◆ Required work
Which lines in the records below contain the word "floodlight"? Copy each one out.

---------- Provided data

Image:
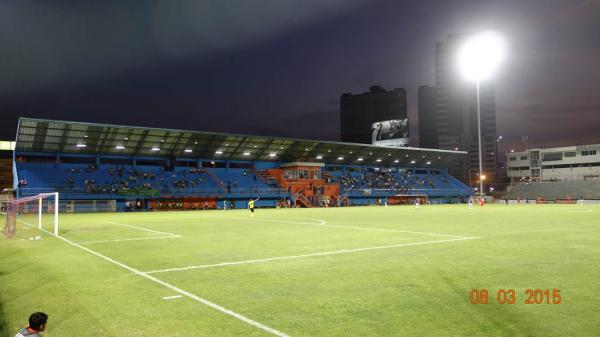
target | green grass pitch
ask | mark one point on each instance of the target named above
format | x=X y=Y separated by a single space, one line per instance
x=364 y=271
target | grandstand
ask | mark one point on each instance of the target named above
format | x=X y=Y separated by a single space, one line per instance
x=165 y=169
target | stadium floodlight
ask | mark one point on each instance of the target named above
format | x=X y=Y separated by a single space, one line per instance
x=478 y=59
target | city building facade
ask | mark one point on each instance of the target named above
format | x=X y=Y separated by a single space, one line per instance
x=456 y=115
x=358 y=112
x=580 y=162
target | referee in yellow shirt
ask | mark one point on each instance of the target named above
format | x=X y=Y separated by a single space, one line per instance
x=251 y=206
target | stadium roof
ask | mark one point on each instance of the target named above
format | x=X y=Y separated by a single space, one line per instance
x=52 y=136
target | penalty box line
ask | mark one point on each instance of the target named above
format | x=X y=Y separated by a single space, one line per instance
x=174 y=288
x=279 y=258
x=164 y=235
x=323 y=223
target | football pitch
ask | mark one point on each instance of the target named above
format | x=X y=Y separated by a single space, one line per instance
x=363 y=271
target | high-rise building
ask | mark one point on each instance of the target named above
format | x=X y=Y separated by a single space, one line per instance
x=456 y=110
x=428 y=127
x=358 y=112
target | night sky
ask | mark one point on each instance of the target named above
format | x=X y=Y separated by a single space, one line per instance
x=279 y=67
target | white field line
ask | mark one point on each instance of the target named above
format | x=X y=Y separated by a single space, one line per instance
x=324 y=224
x=166 y=298
x=335 y=252
x=132 y=239
x=175 y=289
x=142 y=228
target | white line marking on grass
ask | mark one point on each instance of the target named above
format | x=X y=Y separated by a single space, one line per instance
x=323 y=223
x=174 y=288
x=166 y=298
x=141 y=228
x=336 y=252
x=132 y=239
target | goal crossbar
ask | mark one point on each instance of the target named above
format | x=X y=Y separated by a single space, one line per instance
x=12 y=208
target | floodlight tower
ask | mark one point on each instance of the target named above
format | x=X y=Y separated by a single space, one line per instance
x=478 y=59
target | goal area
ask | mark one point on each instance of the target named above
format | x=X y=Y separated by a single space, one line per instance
x=38 y=211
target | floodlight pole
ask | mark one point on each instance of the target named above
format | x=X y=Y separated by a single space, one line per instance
x=481 y=175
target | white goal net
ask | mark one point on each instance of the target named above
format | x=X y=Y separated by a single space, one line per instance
x=39 y=211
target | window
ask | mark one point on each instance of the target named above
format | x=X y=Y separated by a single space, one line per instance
x=552 y=156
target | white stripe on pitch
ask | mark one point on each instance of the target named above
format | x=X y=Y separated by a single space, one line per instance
x=324 y=224
x=132 y=239
x=336 y=252
x=166 y=298
x=141 y=228
x=175 y=289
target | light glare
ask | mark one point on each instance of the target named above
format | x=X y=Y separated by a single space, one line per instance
x=479 y=57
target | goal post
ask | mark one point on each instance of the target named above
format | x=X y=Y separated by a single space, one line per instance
x=43 y=206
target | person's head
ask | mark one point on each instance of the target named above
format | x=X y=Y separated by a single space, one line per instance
x=37 y=321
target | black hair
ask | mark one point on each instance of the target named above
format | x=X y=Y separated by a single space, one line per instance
x=36 y=320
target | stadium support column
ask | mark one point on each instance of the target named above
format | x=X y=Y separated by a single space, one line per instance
x=56 y=213
x=481 y=175
x=40 y=213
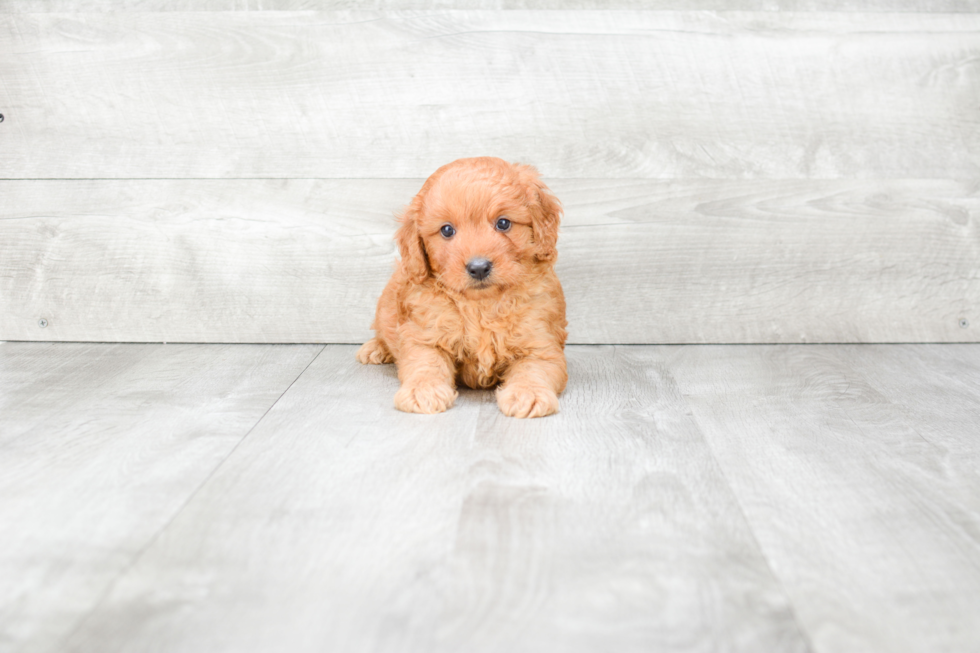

--------------------

◆ Result for this exercise
target | stadium floodlight
target | floodlight tower
target | floodlight pole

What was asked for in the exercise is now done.